■ **ZU BEARBEITEN**
• 1. Welcher Anteil der Besucher war laut dem Text über den Grand Prix von Singapur schon einmal beim Rennen?
• 2. Gib aus dem Text über den Grand Prix von Singapur die Stelle wörtlich aus, die mit „Gefischt wird heute“ beginnt und sich bis „einmal beim Rennen.“ erstreckt.

■ **ANGEZEIGTER TEXT**
-- -- --
Gefischt wird heute noch und das sehr erfolgreich. Und dies gleich auf zwei Ebenen.

In wenigen Ausgaben ist das Nachtrennen zu einem Edelstein unter den Grands Prix geworden, der nur noch von Monaco überstrahlt wird. Das Rennen wird intensiv und weltweit beworben, und die Fans danken es mit grosser Treue: Jeder dritte Besucher war schon einmal beim Rennen.

Hotelbetreiber und Ladenbesitzer lassen sich Einiges einfallen: Die asiatische Metropole ist einer jener Grand-Prix-Orte, wo wir alle paar Meter über die Formel 1 stolpern – Show-Cars, Verkaufsstände, Singapur ist von hinten bis vorne beflaggt, zahllose Schaufenster lehnen sich bei der Dekoration ans Autorennen an.

Besonder appetitlich fanden wir vor ein paar Jahren die Idee der Köche aus dem «Royal Plaza»: 18 Kellenkünstler klebten einen Rennwagen aus Pasta zusammen – im Massstab 1:1, wohlgemerkt. Zum Glück wurde das Auto in der klimatisierten Hotel-Lobby gezeigt und nicht draussen auf der Strasse. Angesichts der hohen Luftfeuchtigkeit wäre es in schätzungsweise 45 Minuten al dente gewesen.

Was das Singapur-GP-Wochenende auch so verlockend macht: Auf verschiedenen Bühnen sind Welt-Stars zu sehen. Singapur hat vorweggenommen, was der Medienkonzern Liberty Media aus der Formel 1 machen will – eine Grossveranstaltung mit vielen Attraktionen weit über Motorsport hinaus. Hier fegten unter Anderen über die Bühne: Kylie Minogue, Duran Duran und The Killers, Bon Jovi, Justin Bieber, Robbie Williams, Simply Red, Katy Perry, Pharrell Williams, Ariana Grande und Dua Lipa.
-- -- --
Gespeicherte Dateneinträge
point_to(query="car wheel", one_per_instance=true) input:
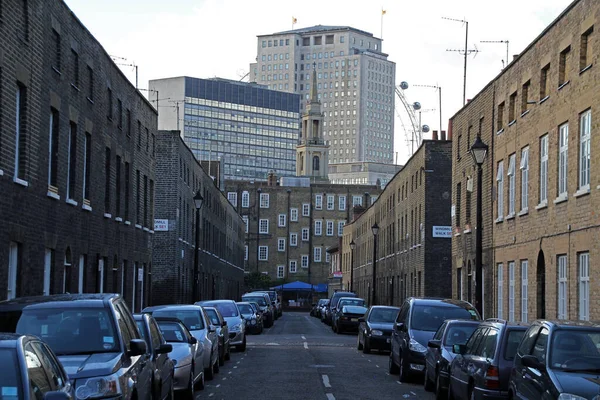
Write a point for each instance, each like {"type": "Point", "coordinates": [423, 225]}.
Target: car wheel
{"type": "Point", "coordinates": [392, 367]}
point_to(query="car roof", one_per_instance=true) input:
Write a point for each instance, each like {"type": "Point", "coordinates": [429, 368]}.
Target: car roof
{"type": "Point", "coordinates": [59, 300]}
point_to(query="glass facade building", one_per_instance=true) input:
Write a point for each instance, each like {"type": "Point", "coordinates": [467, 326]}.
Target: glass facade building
{"type": "Point", "coordinates": [248, 127]}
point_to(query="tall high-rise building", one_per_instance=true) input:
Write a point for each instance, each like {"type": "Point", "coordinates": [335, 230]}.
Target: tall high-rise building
{"type": "Point", "coordinates": [355, 80]}
{"type": "Point", "coordinates": [247, 127]}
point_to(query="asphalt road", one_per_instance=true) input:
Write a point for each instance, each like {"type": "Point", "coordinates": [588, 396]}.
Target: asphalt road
{"type": "Point", "coordinates": [301, 358]}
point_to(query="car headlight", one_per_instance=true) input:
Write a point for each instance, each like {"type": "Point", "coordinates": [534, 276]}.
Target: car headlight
{"type": "Point", "coordinates": [106, 386]}
{"type": "Point", "coordinates": [569, 396]}
{"type": "Point", "coordinates": [416, 346]}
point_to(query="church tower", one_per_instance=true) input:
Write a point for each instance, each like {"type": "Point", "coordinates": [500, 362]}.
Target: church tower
{"type": "Point", "coordinates": [312, 153]}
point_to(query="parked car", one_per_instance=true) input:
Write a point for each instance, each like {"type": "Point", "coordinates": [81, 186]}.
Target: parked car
{"type": "Point", "coordinates": [345, 301]}
{"type": "Point", "coordinates": [195, 319]}
{"type": "Point", "coordinates": [557, 359]}
{"type": "Point", "coordinates": [249, 314]}
{"type": "Point", "coordinates": [481, 368]}
{"type": "Point", "coordinates": [187, 355]}
{"type": "Point", "coordinates": [417, 322]}
{"type": "Point", "coordinates": [94, 336]}
{"type": "Point", "coordinates": [235, 322]}
{"type": "Point", "coordinates": [264, 302]}
{"type": "Point", "coordinates": [375, 328]}
{"type": "Point", "coordinates": [158, 349]}
{"type": "Point", "coordinates": [30, 370]}
{"type": "Point", "coordinates": [217, 320]}
{"type": "Point", "coordinates": [440, 353]}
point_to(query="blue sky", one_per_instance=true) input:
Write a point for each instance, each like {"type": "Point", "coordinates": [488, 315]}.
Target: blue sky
{"type": "Point", "coordinates": [207, 38]}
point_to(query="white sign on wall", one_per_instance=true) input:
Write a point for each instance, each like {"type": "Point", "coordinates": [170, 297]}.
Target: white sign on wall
{"type": "Point", "coordinates": [442, 231]}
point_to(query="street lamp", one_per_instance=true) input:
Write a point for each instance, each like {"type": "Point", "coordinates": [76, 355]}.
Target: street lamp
{"type": "Point", "coordinates": [479, 152]}
{"type": "Point", "coordinates": [352, 247]}
{"type": "Point", "coordinates": [198, 200]}
{"type": "Point", "coordinates": [375, 230]}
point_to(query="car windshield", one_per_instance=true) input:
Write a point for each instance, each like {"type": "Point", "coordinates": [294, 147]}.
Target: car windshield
{"type": "Point", "coordinates": [459, 334]}
{"type": "Point", "coordinates": [383, 315]}
{"type": "Point", "coordinates": [190, 318]}
{"type": "Point", "coordinates": [430, 317]}
{"type": "Point", "coordinates": [67, 331]}
{"type": "Point", "coordinates": [10, 379]}
{"type": "Point", "coordinates": [260, 300]}
{"type": "Point", "coordinates": [575, 350]}
{"type": "Point", "coordinates": [172, 331]}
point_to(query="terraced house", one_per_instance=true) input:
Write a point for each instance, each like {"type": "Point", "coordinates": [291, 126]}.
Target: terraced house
{"type": "Point", "coordinates": [541, 183]}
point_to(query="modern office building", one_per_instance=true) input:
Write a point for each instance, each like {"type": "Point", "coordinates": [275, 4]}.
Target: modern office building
{"type": "Point", "coordinates": [250, 128]}
{"type": "Point", "coordinates": [355, 81]}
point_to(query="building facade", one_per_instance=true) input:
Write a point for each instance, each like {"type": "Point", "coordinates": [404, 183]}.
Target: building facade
{"type": "Point", "coordinates": [545, 227]}
{"type": "Point", "coordinates": [248, 127]}
{"type": "Point", "coordinates": [413, 246]}
{"type": "Point", "coordinates": [356, 85]}
{"type": "Point", "coordinates": [77, 147]}
{"type": "Point", "coordinates": [220, 272]}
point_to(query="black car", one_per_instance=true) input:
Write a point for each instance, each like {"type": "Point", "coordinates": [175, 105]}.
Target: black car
{"type": "Point", "coordinates": [417, 322]}
{"type": "Point", "coordinates": [30, 370]}
{"type": "Point", "coordinates": [94, 336]}
{"type": "Point", "coordinates": [557, 359]}
{"type": "Point", "coordinates": [375, 328]}
{"type": "Point", "coordinates": [440, 353]}
{"type": "Point", "coordinates": [158, 349]}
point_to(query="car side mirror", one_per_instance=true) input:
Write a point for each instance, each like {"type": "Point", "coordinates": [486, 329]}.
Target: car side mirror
{"type": "Point", "coordinates": [532, 362]}
{"type": "Point", "coordinates": [137, 347]}
{"type": "Point", "coordinates": [459, 348]}
{"type": "Point", "coordinates": [164, 348]}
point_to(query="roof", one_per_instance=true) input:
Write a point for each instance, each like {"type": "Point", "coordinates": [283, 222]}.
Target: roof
{"type": "Point", "coordinates": [320, 28]}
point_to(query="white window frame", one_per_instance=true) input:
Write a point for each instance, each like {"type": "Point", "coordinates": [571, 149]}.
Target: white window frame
{"type": "Point", "coordinates": [263, 253]}
{"type": "Point", "coordinates": [524, 179]}
{"type": "Point", "coordinates": [511, 291]}
{"type": "Point", "coordinates": [511, 184]}
{"type": "Point", "coordinates": [263, 226]}
{"type": "Point", "coordinates": [342, 202]}
{"type": "Point", "coordinates": [584, 286]}
{"type": "Point", "coordinates": [563, 287]}
{"type": "Point", "coordinates": [232, 197]}
{"type": "Point", "coordinates": [245, 199]}
{"type": "Point", "coordinates": [585, 128]}
{"type": "Point", "coordinates": [524, 290]}
{"type": "Point", "coordinates": [563, 159]}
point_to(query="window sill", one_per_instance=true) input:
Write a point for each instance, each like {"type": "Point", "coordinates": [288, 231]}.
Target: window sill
{"type": "Point", "coordinates": [561, 199]}
{"type": "Point", "coordinates": [21, 182]}
{"type": "Point", "coordinates": [582, 191]}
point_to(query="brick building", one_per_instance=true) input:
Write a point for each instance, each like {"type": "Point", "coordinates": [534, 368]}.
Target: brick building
{"type": "Point", "coordinates": [543, 219]}
{"type": "Point", "coordinates": [76, 161]}
{"type": "Point", "coordinates": [220, 263]}
{"type": "Point", "coordinates": [413, 242]}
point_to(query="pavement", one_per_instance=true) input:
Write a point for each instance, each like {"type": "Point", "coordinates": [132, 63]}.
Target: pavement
{"type": "Point", "coordinates": [302, 358]}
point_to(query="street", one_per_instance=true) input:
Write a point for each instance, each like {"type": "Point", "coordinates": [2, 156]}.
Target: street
{"type": "Point", "coordinates": [301, 358]}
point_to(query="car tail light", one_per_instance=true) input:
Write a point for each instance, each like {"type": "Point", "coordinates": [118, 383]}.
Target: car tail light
{"type": "Point", "coordinates": [492, 378]}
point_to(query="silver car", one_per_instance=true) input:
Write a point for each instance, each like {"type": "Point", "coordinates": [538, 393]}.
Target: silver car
{"type": "Point", "coordinates": [235, 322]}
{"type": "Point", "coordinates": [195, 319]}
{"type": "Point", "coordinates": [187, 354]}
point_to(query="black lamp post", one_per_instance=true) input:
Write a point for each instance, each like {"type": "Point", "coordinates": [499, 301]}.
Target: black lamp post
{"type": "Point", "coordinates": [479, 152]}
{"type": "Point", "coordinates": [375, 229]}
{"type": "Point", "coordinates": [352, 247]}
{"type": "Point", "coordinates": [198, 200]}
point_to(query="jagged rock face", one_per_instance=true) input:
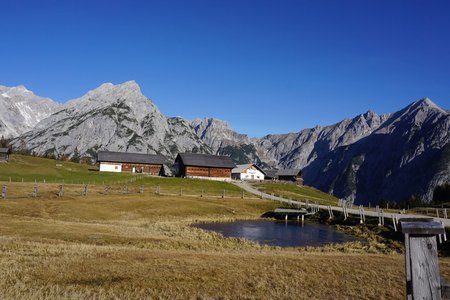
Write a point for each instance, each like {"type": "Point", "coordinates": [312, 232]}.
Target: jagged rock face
{"type": "Point", "coordinates": [224, 141]}
{"type": "Point", "coordinates": [21, 110]}
{"type": "Point", "coordinates": [369, 157]}
{"type": "Point", "coordinates": [408, 154]}
{"type": "Point", "coordinates": [298, 150]}
{"type": "Point", "coordinates": [111, 117]}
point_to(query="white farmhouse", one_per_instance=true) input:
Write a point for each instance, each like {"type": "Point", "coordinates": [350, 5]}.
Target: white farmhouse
{"type": "Point", "coordinates": [247, 172]}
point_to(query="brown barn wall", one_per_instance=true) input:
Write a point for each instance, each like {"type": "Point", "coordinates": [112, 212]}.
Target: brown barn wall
{"type": "Point", "coordinates": [208, 172]}
{"type": "Point", "coordinates": [197, 171]}
{"type": "Point", "coordinates": [150, 169]}
{"type": "Point", "coordinates": [220, 172]}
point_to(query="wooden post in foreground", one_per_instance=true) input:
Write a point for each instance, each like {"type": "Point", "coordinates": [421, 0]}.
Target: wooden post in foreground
{"type": "Point", "coordinates": [421, 260]}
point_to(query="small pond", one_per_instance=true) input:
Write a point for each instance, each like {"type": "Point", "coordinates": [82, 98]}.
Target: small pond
{"type": "Point", "coordinates": [283, 234]}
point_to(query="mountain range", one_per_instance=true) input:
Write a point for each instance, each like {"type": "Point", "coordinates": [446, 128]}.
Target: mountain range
{"type": "Point", "coordinates": [368, 158]}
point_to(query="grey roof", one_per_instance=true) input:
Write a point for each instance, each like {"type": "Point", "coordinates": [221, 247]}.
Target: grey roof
{"type": "Point", "coordinates": [127, 157]}
{"type": "Point", "coordinates": [288, 172]}
{"type": "Point", "coordinates": [270, 173]}
{"type": "Point", "coordinates": [242, 168]}
{"type": "Point", "coordinates": [206, 160]}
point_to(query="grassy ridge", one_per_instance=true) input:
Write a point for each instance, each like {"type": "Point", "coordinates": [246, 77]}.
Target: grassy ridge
{"type": "Point", "coordinates": [53, 172]}
{"type": "Point", "coordinates": [30, 168]}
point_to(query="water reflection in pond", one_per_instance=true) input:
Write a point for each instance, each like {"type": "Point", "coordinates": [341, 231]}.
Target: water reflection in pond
{"type": "Point", "coordinates": [282, 234]}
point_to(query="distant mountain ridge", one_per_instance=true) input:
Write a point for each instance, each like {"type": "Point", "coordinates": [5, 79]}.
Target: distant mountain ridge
{"type": "Point", "coordinates": [369, 157]}
{"type": "Point", "coordinates": [21, 110]}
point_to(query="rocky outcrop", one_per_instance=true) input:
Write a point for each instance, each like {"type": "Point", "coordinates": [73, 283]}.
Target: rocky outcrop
{"type": "Point", "coordinates": [21, 110]}
{"type": "Point", "coordinates": [111, 117]}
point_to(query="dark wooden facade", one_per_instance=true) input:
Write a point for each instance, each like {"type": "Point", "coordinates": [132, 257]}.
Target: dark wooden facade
{"type": "Point", "coordinates": [206, 172]}
{"type": "Point", "coordinates": [203, 165]}
{"type": "Point", "coordinates": [142, 168]}
{"type": "Point", "coordinates": [4, 154]}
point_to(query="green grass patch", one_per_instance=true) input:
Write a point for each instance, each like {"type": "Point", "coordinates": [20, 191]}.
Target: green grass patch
{"type": "Point", "coordinates": [54, 172]}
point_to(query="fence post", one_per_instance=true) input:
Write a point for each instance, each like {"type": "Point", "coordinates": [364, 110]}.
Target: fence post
{"type": "Point", "coordinates": [421, 260]}
{"type": "Point", "coordinates": [35, 190]}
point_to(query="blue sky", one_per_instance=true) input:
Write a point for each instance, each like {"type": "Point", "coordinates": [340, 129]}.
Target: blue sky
{"type": "Point", "coordinates": [264, 66]}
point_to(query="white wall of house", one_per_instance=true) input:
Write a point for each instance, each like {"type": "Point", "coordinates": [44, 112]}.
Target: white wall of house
{"type": "Point", "coordinates": [110, 167]}
{"type": "Point", "coordinates": [251, 174]}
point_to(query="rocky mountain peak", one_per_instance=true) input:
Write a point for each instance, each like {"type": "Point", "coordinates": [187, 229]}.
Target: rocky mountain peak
{"type": "Point", "coordinates": [21, 110]}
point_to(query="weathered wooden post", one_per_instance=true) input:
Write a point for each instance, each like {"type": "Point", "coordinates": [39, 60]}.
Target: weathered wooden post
{"type": "Point", "coordinates": [421, 260]}
{"type": "Point", "coordinates": [35, 190]}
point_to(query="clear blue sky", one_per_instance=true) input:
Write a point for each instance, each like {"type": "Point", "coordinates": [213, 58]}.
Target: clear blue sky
{"type": "Point", "coordinates": [286, 65]}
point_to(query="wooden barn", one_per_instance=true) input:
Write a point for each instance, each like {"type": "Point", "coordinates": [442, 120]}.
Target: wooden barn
{"type": "Point", "coordinates": [270, 174]}
{"type": "Point", "coordinates": [131, 162]}
{"type": "Point", "coordinates": [247, 172]}
{"type": "Point", "coordinates": [4, 154]}
{"type": "Point", "coordinates": [293, 175]}
{"type": "Point", "coordinates": [195, 165]}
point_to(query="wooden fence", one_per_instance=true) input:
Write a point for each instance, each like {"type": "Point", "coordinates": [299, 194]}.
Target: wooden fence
{"type": "Point", "coordinates": [20, 190]}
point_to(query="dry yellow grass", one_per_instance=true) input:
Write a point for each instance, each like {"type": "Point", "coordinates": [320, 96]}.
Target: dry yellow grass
{"type": "Point", "coordinates": [142, 247]}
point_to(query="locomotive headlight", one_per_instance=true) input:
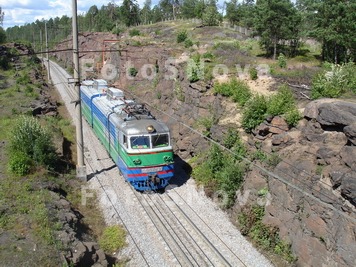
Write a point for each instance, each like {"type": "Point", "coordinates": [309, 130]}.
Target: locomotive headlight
{"type": "Point", "coordinates": [137, 161]}
{"type": "Point", "coordinates": [150, 129]}
{"type": "Point", "coordinates": [167, 159]}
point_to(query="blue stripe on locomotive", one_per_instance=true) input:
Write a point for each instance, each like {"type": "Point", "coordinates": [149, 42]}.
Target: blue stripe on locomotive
{"type": "Point", "coordinates": [138, 181]}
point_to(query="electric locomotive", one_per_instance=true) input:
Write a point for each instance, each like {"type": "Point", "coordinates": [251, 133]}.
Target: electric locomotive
{"type": "Point", "coordinates": [139, 144]}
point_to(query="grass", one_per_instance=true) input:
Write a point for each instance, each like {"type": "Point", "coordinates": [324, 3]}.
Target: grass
{"type": "Point", "coordinates": [28, 218]}
{"type": "Point", "coordinates": [250, 222]}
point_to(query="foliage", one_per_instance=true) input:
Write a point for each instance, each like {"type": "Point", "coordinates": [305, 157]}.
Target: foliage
{"type": "Point", "coordinates": [240, 13]}
{"type": "Point", "coordinates": [2, 36]}
{"type": "Point", "coordinates": [133, 71]}
{"type": "Point", "coordinates": [292, 117]}
{"type": "Point", "coordinates": [211, 16]}
{"type": "Point", "coordinates": [222, 172]}
{"type": "Point", "coordinates": [281, 102]}
{"type": "Point", "coordinates": [250, 220]}
{"type": "Point", "coordinates": [238, 90]}
{"type": "Point", "coordinates": [134, 32]}
{"type": "Point", "coordinates": [182, 36]}
{"type": "Point", "coordinates": [188, 43]}
{"type": "Point", "coordinates": [29, 139]}
{"type": "Point", "coordinates": [335, 82]}
{"type": "Point", "coordinates": [276, 20]}
{"type": "Point", "coordinates": [253, 73]}
{"type": "Point", "coordinates": [333, 23]}
{"type": "Point", "coordinates": [254, 112]}
{"type": "Point", "coordinates": [113, 239]}
{"type": "Point", "coordinates": [195, 69]}
{"type": "Point", "coordinates": [20, 163]}
{"type": "Point", "coordinates": [129, 12]}
{"type": "Point", "coordinates": [282, 61]}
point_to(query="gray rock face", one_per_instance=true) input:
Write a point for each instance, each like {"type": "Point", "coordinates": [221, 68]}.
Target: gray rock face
{"type": "Point", "coordinates": [350, 132]}
{"type": "Point", "coordinates": [337, 113]}
{"type": "Point", "coordinates": [334, 113]}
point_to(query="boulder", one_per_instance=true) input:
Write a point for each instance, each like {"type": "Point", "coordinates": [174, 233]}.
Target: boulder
{"type": "Point", "coordinates": [337, 113]}
{"type": "Point", "coordinates": [348, 188]}
{"type": "Point", "coordinates": [348, 155]}
{"type": "Point", "coordinates": [278, 125]}
{"type": "Point", "coordinates": [281, 139]}
{"type": "Point", "coordinates": [350, 132]}
{"type": "Point", "coordinates": [311, 111]}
-- -- --
■ **ERGEBNISSE DER REIHE**
• 1. Jeder dritte Besucher

• 2.
Gefischt wird heute noch und das sehr erfolgreich. Und dies gleich auf zwei Ebenen.

In wenigen Ausgaben ist das Nachtrennen zu einem Edelstein unter den Grands Prix geworden, der nur noch von Monaco überstrahlt wird. Das Rennen wird intensiv und weltweit beworben, und die Fans danken es mit grosser Treue: Jeder dritte Besucher war schon einmal beim Rennen.